- _Exercise brief_: An accurate, complete copy of the records below is required.

(Records from a data collection)
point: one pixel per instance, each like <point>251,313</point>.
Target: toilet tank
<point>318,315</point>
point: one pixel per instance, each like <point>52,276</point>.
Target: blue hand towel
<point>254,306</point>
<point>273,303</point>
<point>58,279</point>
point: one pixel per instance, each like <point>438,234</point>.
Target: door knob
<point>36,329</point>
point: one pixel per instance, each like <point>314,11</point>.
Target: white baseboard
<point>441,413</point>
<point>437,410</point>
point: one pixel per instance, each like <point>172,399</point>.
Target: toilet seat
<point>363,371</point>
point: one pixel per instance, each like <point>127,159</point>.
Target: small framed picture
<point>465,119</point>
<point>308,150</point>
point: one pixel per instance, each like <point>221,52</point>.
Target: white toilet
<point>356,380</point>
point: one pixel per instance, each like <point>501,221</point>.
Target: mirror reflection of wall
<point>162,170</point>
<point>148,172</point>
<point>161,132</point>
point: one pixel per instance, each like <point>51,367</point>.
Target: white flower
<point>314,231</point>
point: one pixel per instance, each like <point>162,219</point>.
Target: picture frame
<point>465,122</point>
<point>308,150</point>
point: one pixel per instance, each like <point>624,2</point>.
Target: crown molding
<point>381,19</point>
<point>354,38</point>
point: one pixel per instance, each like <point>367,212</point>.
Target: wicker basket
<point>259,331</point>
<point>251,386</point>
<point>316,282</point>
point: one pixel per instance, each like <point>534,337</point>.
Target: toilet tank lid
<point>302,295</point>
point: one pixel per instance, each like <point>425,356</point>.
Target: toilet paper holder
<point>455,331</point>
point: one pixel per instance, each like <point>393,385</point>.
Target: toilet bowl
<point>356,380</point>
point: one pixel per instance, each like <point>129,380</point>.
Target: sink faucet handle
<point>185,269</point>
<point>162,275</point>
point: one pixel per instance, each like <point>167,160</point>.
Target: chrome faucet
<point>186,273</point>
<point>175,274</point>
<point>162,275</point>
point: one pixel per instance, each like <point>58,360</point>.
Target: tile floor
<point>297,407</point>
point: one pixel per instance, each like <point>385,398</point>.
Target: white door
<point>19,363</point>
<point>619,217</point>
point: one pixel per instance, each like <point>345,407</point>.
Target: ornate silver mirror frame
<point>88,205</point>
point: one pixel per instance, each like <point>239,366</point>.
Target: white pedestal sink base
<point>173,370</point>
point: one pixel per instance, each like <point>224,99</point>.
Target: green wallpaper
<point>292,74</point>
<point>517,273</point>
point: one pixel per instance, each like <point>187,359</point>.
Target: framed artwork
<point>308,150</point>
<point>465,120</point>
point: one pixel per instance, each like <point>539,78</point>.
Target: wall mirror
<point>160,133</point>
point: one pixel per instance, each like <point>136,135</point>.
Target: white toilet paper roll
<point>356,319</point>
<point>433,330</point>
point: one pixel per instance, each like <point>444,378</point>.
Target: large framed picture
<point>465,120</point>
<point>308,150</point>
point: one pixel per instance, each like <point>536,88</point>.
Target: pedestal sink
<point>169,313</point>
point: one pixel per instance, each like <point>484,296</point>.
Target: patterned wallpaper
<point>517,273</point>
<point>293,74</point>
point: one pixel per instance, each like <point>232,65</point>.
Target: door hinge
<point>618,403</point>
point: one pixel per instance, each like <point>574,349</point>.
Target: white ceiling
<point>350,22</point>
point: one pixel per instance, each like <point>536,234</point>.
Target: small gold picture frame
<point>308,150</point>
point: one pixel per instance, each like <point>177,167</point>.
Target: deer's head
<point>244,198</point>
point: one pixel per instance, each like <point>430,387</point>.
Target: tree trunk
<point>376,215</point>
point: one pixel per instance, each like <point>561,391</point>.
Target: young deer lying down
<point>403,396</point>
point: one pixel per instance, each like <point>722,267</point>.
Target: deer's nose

- _Solution for this exercise_:
point: one pixel per instance, each like <point>251,313</point>.
Target: toilet tank
<point>318,315</point>
point: one pixel per instance, each like <point>52,276</point>.
Target: blue hand towel
<point>254,306</point>
<point>273,303</point>
<point>58,279</point>
point: one pixel per instance, each like <point>438,234</point>.
Target: door knob
<point>36,329</point>
point: one pixel per instance, each like <point>314,11</point>.
Target: white baseboard
<point>441,413</point>
<point>437,410</point>
point: one pixel per instance, each like <point>172,399</point>.
Target: toilet seat
<point>363,371</point>
point: one pixel per instance, each like <point>127,159</point>.
Target: small framed picture
<point>465,119</point>
<point>308,150</point>
point: one pixel per instance, each like <point>221,52</point>.
Target: white toilet
<point>356,380</point>
point: one pixel per instance, each like <point>501,221</point>.
Target: mirror reflection of wall
<point>162,170</point>
<point>148,172</point>
<point>161,132</point>
point: one pixel per instance, each like <point>51,367</point>.
Target: white flower
<point>314,231</point>
point: one pixel per instance, each like <point>162,219</point>.
Target: picture frame
<point>465,122</point>
<point>308,150</point>
point: one pixel per instance, each like <point>624,2</point>.
Target: crown molding
<point>381,19</point>
<point>354,38</point>
point: one pixel per instance, each like <point>367,212</point>.
Target: wicker basket
<point>259,331</point>
<point>251,386</point>
<point>316,282</point>
point: one pixel per instance, each like <point>534,337</point>.
Target: toilet tank lid
<point>302,295</point>
point: one pixel per instance, each like <point>425,356</point>.
Target: toilet paper holder
<point>455,331</point>
point: one pixel per instance, each like <point>393,385</point>.
Target: toilet bowl
<point>356,380</point>
point: one pixel per instance, each like <point>129,380</point>.
Target: sink faucet handle
<point>185,269</point>
<point>162,275</point>
point: one pixel per instance, each like <point>167,160</point>.
Target: chrome faucet
<point>186,273</point>
<point>175,274</point>
<point>162,275</point>
point: one pixel per instance, each like <point>58,360</point>.
Target: tile floor
<point>297,407</point>
point: one pixel per instance, each like <point>385,398</point>.
Target: white door
<point>19,363</point>
<point>619,217</point>
point: one pixel per instance, each like <point>345,407</point>.
Target: ornate silver mirror frame
<point>88,205</point>
point: one pixel per instance, each like <point>239,366</point>.
Target: white pedestal sink base
<point>173,370</point>
point: one pixel per instance, each like <point>224,99</point>.
Target: green wallpaper
<point>292,74</point>
<point>517,273</point>
point: one pixel per instance, each like <point>187,359</point>.
Target: framed artwork
<point>308,150</point>
<point>465,120</point>
point: one pixel per instance, each like <point>539,78</point>.
Target: wall mirror
<point>160,133</point>
point: one pixel per instance, each like <point>136,135</point>.
Target: white toilet paper roll
<point>356,319</point>
<point>433,330</point>
point: one pixel per instance, each like <point>444,378</point>.
Target: large framed picture
<point>465,120</point>
<point>308,150</point>
point: one pixel per instance, each like <point>536,88</point>.
Target: pedestal sink
<point>169,313</point>
point: one pixel per instance, each like <point>484,296</point>.
Target: patterned wallpaper
<point>517,273</point>
<point>293,74</point>
point: one pixel per instance, each like <point>232,65</point>.
Target: door hinge
<point>618,403</point>
point: one pixel per instance, each like <point>574,349</point>.
Target: white ceiling
<point>350,22</point>
point: one pixel per instance, each like <point>536,234</point>.
Target: small gold picture frame
<point>308,150</point>
point: one pixel per instance, each like <point>177,167</point>.
Target: deer's head
<point>244,198</point>
point: one pixel per instance, each like <point>430,387</point>.
Target: tree trunk
<point>376,215</point>
point: one pixel per instance, each like <point>561,391</point>.
Target: young deer lying down
<point>403,396</point>
point: one pixel per instance, each like <point>722,267</point>.
Target: deer's nose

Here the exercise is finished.